Tasks for this exercise.
(a) Shorten the paragraph of the NiFi Record processors email thread that begins "I appreciate the clarification as well" into a single brief sentence, keeping its main points.
(b) Write the next part of the NiFi Record processors email thread, starting after its final line.
# Start of Excerpt to read
You are viewing a plain text version of this content. The canonical link for it is here.
Posted to dev@nifi.apache.org by "Peter Wicks (pwicks)" <pw...@micron.com> on 2017/05/23 05:13:15 UTC
RE: [EXT] Re: NiFi 1.2.0 Record processors question

I appreciate the clarification as well. I was really confused why my Avro files weren't converting, and this explains it; though I have to say the error messages you run into in this scenario are not clear.

-----Original Message-----
From: Koji Kawamura [mailto:ijokarumawak@gmail.com] 
Sent: Monday, May 22, 2017 9:59 AM
To: dev <de...@nifi.apache.org>
Subject: [EXT] Re: NiFi 1.2.0 Record processors question

I've updated the JIRA description to cover not only embedded Avro schema but also ones such as derived from CSVReader.
https://issues.apache.org/jira/browse/NIFI-3921

Thanks,
Koji

On Sat, May 20, 2017 at 4:14 AM, Joe Gresock <jg...@gmail.com> wrote:
> Yes, both of your examples help explain the use of the CSV header parsing.
>
> I think I have a much better understanding of the new framework now, 
> thanks to Bryan and Matt.  Mission accomplished!
# End of Excerpt to read
# Start of Information given
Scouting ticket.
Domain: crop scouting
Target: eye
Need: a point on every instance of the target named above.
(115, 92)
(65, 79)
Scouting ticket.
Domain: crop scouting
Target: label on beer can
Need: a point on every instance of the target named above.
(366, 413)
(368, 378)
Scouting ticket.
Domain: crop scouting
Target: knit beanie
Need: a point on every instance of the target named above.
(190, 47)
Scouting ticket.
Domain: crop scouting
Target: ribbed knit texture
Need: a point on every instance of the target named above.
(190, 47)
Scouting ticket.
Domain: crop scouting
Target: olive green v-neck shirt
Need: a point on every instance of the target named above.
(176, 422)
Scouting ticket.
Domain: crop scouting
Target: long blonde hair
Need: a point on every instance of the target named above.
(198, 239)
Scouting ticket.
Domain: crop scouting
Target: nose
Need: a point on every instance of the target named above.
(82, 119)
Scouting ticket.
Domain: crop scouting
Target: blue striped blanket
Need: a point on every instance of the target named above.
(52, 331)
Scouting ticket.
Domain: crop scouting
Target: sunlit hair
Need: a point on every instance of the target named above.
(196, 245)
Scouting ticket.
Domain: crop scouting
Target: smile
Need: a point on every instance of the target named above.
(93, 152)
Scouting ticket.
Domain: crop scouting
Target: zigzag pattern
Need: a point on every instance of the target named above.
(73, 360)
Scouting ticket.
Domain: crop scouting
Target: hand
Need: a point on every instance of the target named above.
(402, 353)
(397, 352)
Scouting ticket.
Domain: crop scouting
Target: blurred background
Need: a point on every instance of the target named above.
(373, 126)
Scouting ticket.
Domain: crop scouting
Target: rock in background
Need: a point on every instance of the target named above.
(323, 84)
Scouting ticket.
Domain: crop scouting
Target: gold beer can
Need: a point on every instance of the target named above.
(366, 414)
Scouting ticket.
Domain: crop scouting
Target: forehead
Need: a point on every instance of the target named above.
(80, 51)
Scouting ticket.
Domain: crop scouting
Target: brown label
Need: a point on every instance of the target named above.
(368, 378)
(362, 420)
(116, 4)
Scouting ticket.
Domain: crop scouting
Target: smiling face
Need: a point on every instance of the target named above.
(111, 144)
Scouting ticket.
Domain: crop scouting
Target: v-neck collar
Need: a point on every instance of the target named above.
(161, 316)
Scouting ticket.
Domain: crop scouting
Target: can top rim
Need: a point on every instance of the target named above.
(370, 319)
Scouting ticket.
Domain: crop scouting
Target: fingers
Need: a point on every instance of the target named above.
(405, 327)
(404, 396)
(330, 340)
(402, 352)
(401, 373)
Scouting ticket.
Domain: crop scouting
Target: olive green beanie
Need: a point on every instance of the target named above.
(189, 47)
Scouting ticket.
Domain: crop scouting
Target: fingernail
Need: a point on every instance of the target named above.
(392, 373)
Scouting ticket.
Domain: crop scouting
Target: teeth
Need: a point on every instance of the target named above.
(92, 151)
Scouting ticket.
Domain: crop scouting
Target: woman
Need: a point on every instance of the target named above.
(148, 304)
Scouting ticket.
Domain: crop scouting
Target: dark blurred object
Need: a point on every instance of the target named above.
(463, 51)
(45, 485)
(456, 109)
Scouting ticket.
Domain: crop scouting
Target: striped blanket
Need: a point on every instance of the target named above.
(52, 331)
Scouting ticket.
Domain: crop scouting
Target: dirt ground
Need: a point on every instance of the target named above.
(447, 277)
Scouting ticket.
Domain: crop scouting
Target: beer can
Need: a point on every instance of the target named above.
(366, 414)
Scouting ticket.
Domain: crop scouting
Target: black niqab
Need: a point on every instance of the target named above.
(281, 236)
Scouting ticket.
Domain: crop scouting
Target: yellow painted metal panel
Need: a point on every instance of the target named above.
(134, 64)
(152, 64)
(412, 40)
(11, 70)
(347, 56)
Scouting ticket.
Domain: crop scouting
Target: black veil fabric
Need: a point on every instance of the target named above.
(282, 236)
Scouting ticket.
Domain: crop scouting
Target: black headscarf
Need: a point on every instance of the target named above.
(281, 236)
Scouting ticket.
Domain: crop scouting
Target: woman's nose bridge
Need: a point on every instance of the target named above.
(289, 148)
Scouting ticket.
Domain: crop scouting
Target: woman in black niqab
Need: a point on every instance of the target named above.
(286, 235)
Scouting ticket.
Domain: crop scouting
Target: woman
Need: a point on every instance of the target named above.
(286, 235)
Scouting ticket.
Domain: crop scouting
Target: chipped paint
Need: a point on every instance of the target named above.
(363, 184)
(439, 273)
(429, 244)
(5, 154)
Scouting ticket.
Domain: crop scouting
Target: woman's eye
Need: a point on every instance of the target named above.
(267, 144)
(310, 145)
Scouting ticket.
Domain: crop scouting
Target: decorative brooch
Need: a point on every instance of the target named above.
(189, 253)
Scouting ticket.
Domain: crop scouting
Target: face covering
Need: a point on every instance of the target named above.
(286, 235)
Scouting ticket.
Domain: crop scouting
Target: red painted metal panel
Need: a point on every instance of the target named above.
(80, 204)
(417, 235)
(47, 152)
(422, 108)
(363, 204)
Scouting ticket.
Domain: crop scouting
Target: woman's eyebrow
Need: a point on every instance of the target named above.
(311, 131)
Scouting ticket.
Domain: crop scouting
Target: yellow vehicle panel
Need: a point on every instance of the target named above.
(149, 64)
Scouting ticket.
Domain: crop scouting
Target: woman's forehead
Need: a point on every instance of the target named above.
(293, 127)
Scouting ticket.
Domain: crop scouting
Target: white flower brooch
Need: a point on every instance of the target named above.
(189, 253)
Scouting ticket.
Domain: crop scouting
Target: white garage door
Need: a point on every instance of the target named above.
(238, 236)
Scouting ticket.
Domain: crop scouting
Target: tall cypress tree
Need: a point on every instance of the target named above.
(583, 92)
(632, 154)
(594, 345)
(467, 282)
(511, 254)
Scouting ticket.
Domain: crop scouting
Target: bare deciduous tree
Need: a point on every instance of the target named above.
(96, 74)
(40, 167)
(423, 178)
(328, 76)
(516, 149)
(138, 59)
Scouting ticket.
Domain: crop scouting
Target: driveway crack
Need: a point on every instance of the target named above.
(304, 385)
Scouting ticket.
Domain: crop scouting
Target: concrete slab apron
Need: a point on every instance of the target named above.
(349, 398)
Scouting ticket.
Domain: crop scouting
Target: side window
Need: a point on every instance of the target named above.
# End of Information given
Responses by task.
(a) The clarification explains why the Avro files weren't converting, though the error messages in this case are not clear.

(b)
>
> On Fri, May 19, 2017 at 7:04 PM, Bryan Bende <bb...@gmail.com> wrote:
>
>> When a reader produces a record it attaches the schema it used to the 
>> record, but we currently don't have a way for a writer to use that 
>> schema when writing a record, although I think we do want to support 
>> that... something like a "Use Schema in Record" option as a choice in 
>> the 'Schema Access Strategy' of writers.
>>
>> For now, when a processor uses a reader and a writer, and you also 
>> want to read and write with the same schema, then you would still 
>> have to define the same schema for the writer to use even if you had 
>> a CSV reader that inferred the schema from the headers.
>>
>> There are some processors that only use a reader, like 
>> PutDabaseRecord, where using the CSV header would still be helpful.
>>
>> There are also a lot of cases where you where you would write with a 
>> different schema then you read with, so using the CSV header for 
>> reading is still helpful in those cases too.
>>
>> Hopefully I am making sense and not confusing things more.
>>
>>
>> On Fri, May 19, 2017 at 1:27 PM, Joe Gresock <jg...@gmail.com> wrote:
>> > Matt,
>> >
>> > Great response, this does help explain a lot.  Reading through your 
>> > post made me realize I didn't understand the AvroSchemaRegistry.  I 
>> > had been thinking it was something that nifi processors populated, 
>> > but I re-read
>> its
>> > usage description and it does indeed say to use dynamic properties 
>> > for
>> the
>> > schema name / value.  In that case, I can definitely see how this 
>> > is not dynamic in the sense of inferring any schemas on the flow.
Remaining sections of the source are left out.